Problem details: Write the material out again exactly as it stands.
------ Raw data
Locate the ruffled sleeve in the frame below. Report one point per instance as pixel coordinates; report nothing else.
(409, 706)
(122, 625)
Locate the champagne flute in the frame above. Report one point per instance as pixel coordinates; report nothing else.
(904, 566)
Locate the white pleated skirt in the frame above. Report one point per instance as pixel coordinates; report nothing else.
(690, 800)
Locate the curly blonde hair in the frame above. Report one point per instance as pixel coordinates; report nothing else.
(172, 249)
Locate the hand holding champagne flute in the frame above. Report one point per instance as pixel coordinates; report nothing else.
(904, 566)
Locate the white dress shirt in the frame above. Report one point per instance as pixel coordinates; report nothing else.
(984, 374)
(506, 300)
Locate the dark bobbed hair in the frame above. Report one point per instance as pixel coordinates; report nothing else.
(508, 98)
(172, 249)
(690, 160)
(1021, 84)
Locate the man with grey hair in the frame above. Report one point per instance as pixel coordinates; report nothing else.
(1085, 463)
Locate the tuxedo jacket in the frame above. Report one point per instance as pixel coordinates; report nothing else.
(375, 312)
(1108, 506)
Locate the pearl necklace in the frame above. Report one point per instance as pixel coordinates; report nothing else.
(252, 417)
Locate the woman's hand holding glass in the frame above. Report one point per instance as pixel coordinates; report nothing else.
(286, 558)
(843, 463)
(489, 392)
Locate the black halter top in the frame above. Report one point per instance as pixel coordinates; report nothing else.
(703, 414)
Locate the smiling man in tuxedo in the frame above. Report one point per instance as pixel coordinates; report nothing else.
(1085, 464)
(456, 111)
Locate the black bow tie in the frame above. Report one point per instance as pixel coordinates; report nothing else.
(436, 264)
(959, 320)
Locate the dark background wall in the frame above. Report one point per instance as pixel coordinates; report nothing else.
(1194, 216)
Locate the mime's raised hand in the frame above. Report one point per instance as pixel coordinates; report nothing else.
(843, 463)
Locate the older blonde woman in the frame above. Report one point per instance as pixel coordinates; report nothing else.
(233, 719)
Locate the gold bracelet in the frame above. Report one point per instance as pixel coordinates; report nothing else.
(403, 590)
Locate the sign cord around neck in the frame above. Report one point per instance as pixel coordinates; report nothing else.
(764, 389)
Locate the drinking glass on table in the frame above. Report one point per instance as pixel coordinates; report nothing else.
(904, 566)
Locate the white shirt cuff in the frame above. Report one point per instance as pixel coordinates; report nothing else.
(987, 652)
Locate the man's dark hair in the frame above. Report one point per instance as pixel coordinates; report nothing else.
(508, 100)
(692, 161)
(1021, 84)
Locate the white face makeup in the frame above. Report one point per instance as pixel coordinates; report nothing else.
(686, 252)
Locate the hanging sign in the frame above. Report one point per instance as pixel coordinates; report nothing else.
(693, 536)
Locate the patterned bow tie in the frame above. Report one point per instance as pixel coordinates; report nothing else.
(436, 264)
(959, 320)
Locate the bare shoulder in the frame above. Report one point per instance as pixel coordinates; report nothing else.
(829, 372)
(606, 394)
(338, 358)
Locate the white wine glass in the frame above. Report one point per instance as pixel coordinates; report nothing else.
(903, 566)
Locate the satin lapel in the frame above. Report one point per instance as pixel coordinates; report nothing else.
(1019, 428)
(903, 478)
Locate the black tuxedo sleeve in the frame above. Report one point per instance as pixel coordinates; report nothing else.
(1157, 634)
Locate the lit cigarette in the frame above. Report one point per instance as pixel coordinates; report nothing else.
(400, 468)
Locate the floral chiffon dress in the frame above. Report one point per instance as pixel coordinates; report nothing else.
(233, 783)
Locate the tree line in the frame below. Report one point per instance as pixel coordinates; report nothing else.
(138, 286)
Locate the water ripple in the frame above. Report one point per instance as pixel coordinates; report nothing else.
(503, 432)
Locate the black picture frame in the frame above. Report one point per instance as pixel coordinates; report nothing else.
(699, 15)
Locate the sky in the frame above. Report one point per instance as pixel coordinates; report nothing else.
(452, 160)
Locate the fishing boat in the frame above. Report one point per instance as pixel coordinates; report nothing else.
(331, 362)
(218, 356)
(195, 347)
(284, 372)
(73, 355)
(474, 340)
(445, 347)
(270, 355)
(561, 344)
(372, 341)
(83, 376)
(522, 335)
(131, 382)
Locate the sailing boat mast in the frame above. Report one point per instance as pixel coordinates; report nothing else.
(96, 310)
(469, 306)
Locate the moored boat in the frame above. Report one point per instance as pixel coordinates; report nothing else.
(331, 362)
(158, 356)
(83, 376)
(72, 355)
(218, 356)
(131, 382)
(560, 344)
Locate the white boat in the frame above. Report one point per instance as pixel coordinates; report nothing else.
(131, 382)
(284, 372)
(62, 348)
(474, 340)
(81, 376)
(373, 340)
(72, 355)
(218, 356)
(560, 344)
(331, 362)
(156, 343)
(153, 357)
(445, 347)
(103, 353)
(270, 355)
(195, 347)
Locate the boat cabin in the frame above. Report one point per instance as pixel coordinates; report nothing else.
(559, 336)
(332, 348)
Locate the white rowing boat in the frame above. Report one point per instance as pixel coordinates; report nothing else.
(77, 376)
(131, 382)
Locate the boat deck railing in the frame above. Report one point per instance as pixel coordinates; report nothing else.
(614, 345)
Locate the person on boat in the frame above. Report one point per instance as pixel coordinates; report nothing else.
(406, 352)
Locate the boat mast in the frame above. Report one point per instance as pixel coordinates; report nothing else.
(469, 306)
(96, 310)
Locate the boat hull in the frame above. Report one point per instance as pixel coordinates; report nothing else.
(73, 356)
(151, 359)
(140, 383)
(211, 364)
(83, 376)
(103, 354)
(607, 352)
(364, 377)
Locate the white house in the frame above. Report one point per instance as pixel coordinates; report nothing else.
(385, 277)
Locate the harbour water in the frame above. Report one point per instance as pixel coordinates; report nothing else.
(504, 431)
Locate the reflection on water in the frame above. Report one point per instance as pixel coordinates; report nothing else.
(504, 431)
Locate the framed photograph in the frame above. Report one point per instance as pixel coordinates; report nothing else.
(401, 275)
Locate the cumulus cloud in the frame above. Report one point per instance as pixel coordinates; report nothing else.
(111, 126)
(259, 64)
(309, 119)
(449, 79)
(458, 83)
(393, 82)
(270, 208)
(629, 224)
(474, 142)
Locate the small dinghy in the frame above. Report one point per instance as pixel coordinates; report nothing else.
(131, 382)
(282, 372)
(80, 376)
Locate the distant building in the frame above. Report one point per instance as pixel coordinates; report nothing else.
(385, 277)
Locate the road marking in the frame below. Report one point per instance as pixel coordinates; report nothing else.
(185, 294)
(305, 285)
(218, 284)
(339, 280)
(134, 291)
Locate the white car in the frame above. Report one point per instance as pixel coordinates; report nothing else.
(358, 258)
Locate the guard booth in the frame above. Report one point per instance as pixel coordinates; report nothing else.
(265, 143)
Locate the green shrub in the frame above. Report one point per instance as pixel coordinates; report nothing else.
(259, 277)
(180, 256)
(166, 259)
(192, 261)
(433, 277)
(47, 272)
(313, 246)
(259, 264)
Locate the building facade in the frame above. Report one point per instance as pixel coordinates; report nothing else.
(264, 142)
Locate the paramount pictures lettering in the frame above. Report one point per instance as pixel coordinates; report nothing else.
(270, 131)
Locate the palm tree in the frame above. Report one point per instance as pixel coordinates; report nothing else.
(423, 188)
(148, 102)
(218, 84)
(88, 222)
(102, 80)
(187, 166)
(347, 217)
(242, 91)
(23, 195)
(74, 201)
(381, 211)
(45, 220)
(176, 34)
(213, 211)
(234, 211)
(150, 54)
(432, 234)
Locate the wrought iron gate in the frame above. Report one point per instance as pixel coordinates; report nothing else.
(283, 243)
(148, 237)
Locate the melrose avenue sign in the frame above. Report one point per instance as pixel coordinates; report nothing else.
------------
Written solution:
Locate the ruffled sleeve in the frame below. Report one point per instance as pixel coordinates; report nothing else.
(409, 706)
(122, 625)
Locate the champagne flute in the frame above. Report one point per instance as pixel coordinates; report nothing else.
(904, 566)
Locate the white pleated skirt in the frame above. Report one point per instance as pixel coordinates; report nothing else.
(690, 800)
Locate the curly blonde hair in the frame above. Report one point per instance as pixel coordinates; report nothing else.
(172, 249)
Locate the hand holding champagne flute in the frame above. Report one point per instance as pixel coordinates; report nothing else.
(904, 566)
Locate the white dress shirt in the frame above. Report one point per instance as pixel coordinates; report nothing else.
(984, 374)
(506, 300)
Locate the dark bobbed hair in the frame above. Report one point per instance as pixel coordinates; report nothing else.
(508, 98)
(172, 249)
(690, 160)
(1021, 84)
Locate the man with grey hair in the frame above. Report one point per instance as pixel coordinates; report nothing else.
(1085, 463)
Locate the tuxedo jacket in the frame above. Report one point per instance as pixel coordinates; report nothing else.
(375, 312)
(1108, 506)
Locate the pearl necklace in the frame above. Report one point per instance as pixel coordinates; report nothing else.
(252, 417)
Locate the woman's hand holding glass in the frame above. Report one point per instance as pixel coordinates; report nothing else.
(286, 558)
(843, 463)
(489, 392)
Locate the black halter top in the frame above. Report one point per instance as pixel coordinates; report nothing else.
(703, 414)
Locate the smiling man in tuxedo in the frame above. Report one point per instance as pixel coordinates; report nothing else.
(1085, 464)
(456, 111)
Locate the black bow tie in the frame above. Report one point per instance as pixel coordinates; report nothing else.
(436, 264)
(959, 320)
Locate the dark background wall in the frame above. Report one point per instance as pixel coordinates; report nothing else.
(1194, 216)
Locate the mime's raised hand in the frame above. Report one point per instance as pixel coordinates; report nothing else.
(843, 463)
Locate the older blonde woman in the frame above. Report one point per instance as pixel coordinates; report nothing else.
(233, 719)
Locate the gold bracelet in the frame above. Report one point per instance as pixel coordinates; report nothing else.
(403, 590)
Locate the sign cord around neck in the frame above. Report one point per instance as pixel coordinates; report nothing else.
(764, 389)
Locate the drinking glass on table in the frame above. Report one point per instance as pixel coordinates; report nothing else.
(904, 566)
Locate the white shirt cuff in the frame above. Report one point per instance as pixel coordinates; report nothing else.
(987, 652)
Locate the man's dark hair in the frame above. Report one point per instance as pixel coordinates; report nothing else.
(508, 100)
(692, 161)
(1021, 84)
Locate the white face makeup in the frame above. Report one point per instance as pixel coordinates; report nothing else.
(686, 252)
Locate the hanging sign in the frame above. Report one point per instance as pixel coordinates; report nothing else.
(693, 536)
Locate the patterned bow tie in the frame above. Report one point per instance as pixel coordinates; report nothing else.
(436, 264)
(959, 320)
Locate the bare shoulder in the frame above. Report one point per instance as pixel coordinates; report nothing else.
(829, 372)
(606, 394)
(338, 358)
Locate the white wine glass in the frame above. Report one point per instance as pixel coordinates; report nothing else.
(903, 566)
Locate the satin lapel in the frame above. Report one point per instance as pixel coordinates; report nothing else.
(1019, 428)
(903, 478)
Locate the black tuxedo sleeve in the frame above. Report one point per instance as pixel coordinates; report nothing else.
(1157, 634)
Locate the lit cigarette in the frame above. Report one point per instance as pixel coordinates; report nothing else.
(400, 468)
Locate the floral chiffon dress in the frame above. Report one point per instance as pixel coordinates; report nothing else.
(233, 783)
Locate the tree line in the frame below. Report one point per instance as pixel coordinates; report nothing else.
(138, 286)
Locate the water ripple in the frame above. Report one point per instance as pixel coordinates; report nothing else.
(503, 432)
Locate the black picture frame in the frame above. Report one point per instance as pixel coordinates; report nothing else.
(699, 15)
Locate the sky in the frame above. Report one point per instance as pixel coordinates; report nothing else.
(452, 160)
Locate the fishing boat in the frame above. Report one point per instance as pixel coordinates; report nothing else.
(331, 362)
(218, 356)
(195, 347)
(284, 372)
(73, 355)
(474, 340)
(445, 347)
(270, 355)
(561, 344)
(372, 341)
(83, 376)
(522, 335)
(131, 382)
Locate the sailing boat mast in the frame above. Report one point per instance as pixel coordinates; report nothing else.
(96, 310)
(469, 306)
Locate the moored boat in the frame above. Report one point per instance as pixel coordinates; report nothing else.
(331, 362)
(158, 356)
(83, 376)
(72, 355)
(218, 356)
(131, 382)
(560, 344)
Locate the white boat in the frame above. Report one point per instance as pixel coordinates; report nothing else.
(131, 382)
(284, 372)
(62, 348)
(474, 340)
(81, 376)
(373, 340)
(72, 355)
(218, 356)
(560, 344)
(331, 362)
(156, 343)
(153, 357)
(445, 347)
(103, 353)
(270, 355)
(195, 347)
Locate the boat cabin in the frame above. Report one point per instance as pixel coordinates; report nothing else.
(559, 336)
(332, 348)
Locate the white rowing boat in the frame above. Report one point per instance as pixel coordinates; report nothing else.
(77, 376)
(131, 382)
Locate the boat deck railing in the frame above. Report one point per instance as pixel coordinates; report nothing else.
(614, 345)
Locate the person on boat in the frame above. Report one point per instance as pixel coordinates; report nothing else.
(406, 352)
Locate the boat mast in the frame above. Report one point per instance as pixel coordinates; report nothing else.
(469, 306)
(96, 310)
Locate the boat hull in the frame above. Report one point per instance as pixel coordinates; report nothing else.
(73, 356)
(151, 359)
(140, 383)
(211, 364)
(83, 376)
(103, 354)
(607, 352)
(364, 377)
Locate the white house in the frame above. Report one point per instance as pixel coordinates; report nothing else.
(385, 277)
Locate the harbour water in the frame above. Report one point per instance as pixel coordinates; report nothing else.
(504, 431)
Locate the reflection on water in the frame above. Report one point per instance as pixel coordinates; report nothing else.
(504, 431)
Locate the framed photograph in the frame above. Report one point per instance as pixel coordinates; report nothing else.
(401, 275)
Locate the cumulus cloud in the frame above. Report one point per instance as pixel coordinates; report nothing else.
(111, 126)
(259, 64)
(309, 119)
(449, 79)
(458, 83)
(393, 82)
(270, 208)
(629, 224)
(474, 142)
Locate the small dinghy in the frame above. Report one point per instance as pixel coordinates; report nothing else.
(131, 382)
(282, 372)
(80, 376)
Locate the distant building in the frame above. Report one point per instance as pixel coordinates; report nothing else.
(385, 277)
Locate the road marking in the frame below. Report one point per instance as pixel coordinates; report nothing else.
(185, 294)
(305, 285)
(218, 284)
(339, 280)
(134, 291)
Locate the white car in the frame above. Report one point per instance as pixel coordinates; report nothing else.
(358, 258)
Locate the guard booth in the frame above. Report one point per instance as pixel coordinates; report nothing else.
(265, 143)
Locate the green shrub in the frame above. Report one point per instance as pixel coordinates; report nothing else.
(259, 277)
(180, 256)
(166, 259)
(192, 261)
(433, 277)
(47, 272)
(313, 246)
(259, 264)
Locate the building facade in the frame above. Report one point per instance as pixel coordinates; report nothing else.
(264, 142)
Locate the paramount pictures lettering in the frame above. Report one point per instance as pixel coordinates; report nothing else.
(270, 131)
Locate the palm tree in the frame above. Report one point per instance as pixel coordinates; report nothing else.
(423, 188)
(148, 102)
(218, 84)
(88, 222)
(102, 80)
(187, 166)
(347, 217)
(242, 91)
(23, 195)
(74, 201)
(381, 211)
(45, 220)
(176, 34)
(213, 211)
(234, 211)
(150, 54)
(432, 234)
Locate the wrought iron gate in the frame above. Report one point per instance as pixel coordinates; report nothing else.
(283, 243)
(148, 237)
Locate the melrose avenue sign in the frame above. Report one point per instance as pixel coordinates; report nothing else.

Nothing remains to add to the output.